Edward Goldsmith (1928-2009) was a seminal Green activist and theorist as the ferment of “the Sixties” galvanized the development of a distinctive new politics during the 1970s and 1980s. In England, Goldsmith’s 1972 treatise “A Blueprint for Survival” was a major inspiration for the embryonic political party at first called “Peoples.” It held its initial public meeting in February 1973 in Coventry. Though it went through some name changes during its early years (from “Peoples” to “Ecology” to “Green”) it was later recognized as the first Green Party in Europe.

After publishing his “Blueprint” in The Ecologist magazine, Teddy Goldsmith had founded an organization called Movement for Survival. He merged it with the fledgling party in 1974. The “Blueprint” became their “Manifesto for Survival.” The party invited Goldsmith to stand for the Eye parliamentary constituency in Suffolk as their candidate in the February 1974 general election. His campaign focused on the threat of desertification from the intensive farming practiced in the area … which he emphasized with the help of a Bactrian camel! He campaigned all around the constituency accompanied by the camel and supporters dressed in the garb of Arab sheiks, the implication being that if modern oil-intensive farming practices were allowed to continue, the camel would be the only viable means of transport left in Suffolk. His unorthodox campaign succeeded in attracting the media’s attention and highlighted the issues. He again ran for office for the now-renamed Ecology Party in the European Parliament elections of 1979.

Acceptance speech upon receiving the Right Livelihood Award

Edward Goldsmith, 1991

 

The Right Livelihood Award is an international award to “honor and support those offering practical and exemplary answers to the most urgent challenges facing us today.” The prize was established in 1980 by European philanthropist Jakob von Uexkull, and is presented annually in early December. An international jury decides the awards in such fields as environmental protection, human rights, sustainable development, health, education, and peace.

◆ ◆ ◆ ◆ ◆ ◆ ◆

Reproduce the full text on Edward Goldsmith above, word for word.

**Information shown**

◆ ◆ ◆ ◆ ◆ ◆ ◆

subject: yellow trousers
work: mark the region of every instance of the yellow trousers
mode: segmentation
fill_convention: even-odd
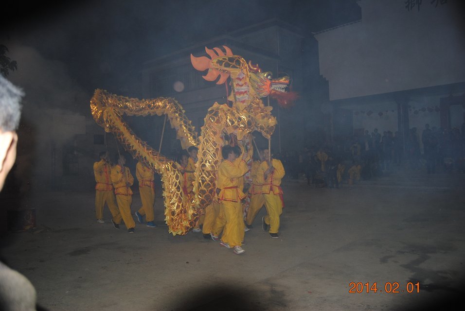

◆ ◆ ◆ ◆ ◆ ◆ ◆

**Complete output**
Edward Goldsmith (1928-2009) was a seminal Green activist and theorist as the ferment of “the Sixties” galvanized the development of a distinctive new politics during the 1970s and 1980s. In England, Goldsmith’s 1972 treatise “A Blueprint for Survival” was a major inspiration for the embryonic political party at first called “Peoples.” It held its initial public meeting in February 1973 in Coventry. Though it went through some name changes during its early years (from “Peoples” to “Ecology” to “Green”) it was later recognized as the first Green Party in Europe.

After publishing his “Blueprint” in The Ecologist magazine, Teddy Goldsmith had founded an organization called Movement for Survival. He merged it with the fledgling party in 1974. The “Blueprint” became their “Manifesto for Survival.” The party invited Goldsmith to stand for the Eye parliamentary constituency in Suffolk as their candidate in the February 1974 general election. His campaign focused on the threat of desertification from the intensive farming practiced in the area … which he emphasized with the help of a Bactrian camel! He campaigned all around the constituency accompanied by the camel and supporters dressed in the garb of Arab sheiks, the implication being that if modern oil-intensive farming practices were allowed to continue, the camel would be the only viable means of transport left in Suffolk. His unorthodox campaign succeeded in attracting the media’s attention and highlighted the issues. He again ran for office for the now-renamed Ecology Party in the European Parliament elections of 1979.

Acceptance speech upon receiving the Right Livelihood Award

Edward Goldsmith, 1991

 

The Right Livelihood Award is an international award to “honor and support those offering practical and exemplary answers to the most urgent challenges facing us today.” The prize was established in 1980 by European philanthropist Jakob von Uexkull, and is presented annually in early December. An international jury decides the awards in such fields as environmental protection, human rights, sustainable development, health, education, and peace.